• YOUR INSTRUCTIONS:
Write out every one of the following items character for character, with nothing changed.

• • • • •

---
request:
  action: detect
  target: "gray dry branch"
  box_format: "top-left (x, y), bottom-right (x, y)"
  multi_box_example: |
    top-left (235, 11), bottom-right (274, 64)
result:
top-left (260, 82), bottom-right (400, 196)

• • • • •

• EXPECTED ANSWER:
---
request:
  action: detect
  target: "gray dry branch"
  box_format: "top-left (x, y), bottom-right (x, y)"
  multi_box_example: |
    top-left (235, 11), bottom-right (274, 64)
result:
top-left (260, 82), bottom-right (400, 196)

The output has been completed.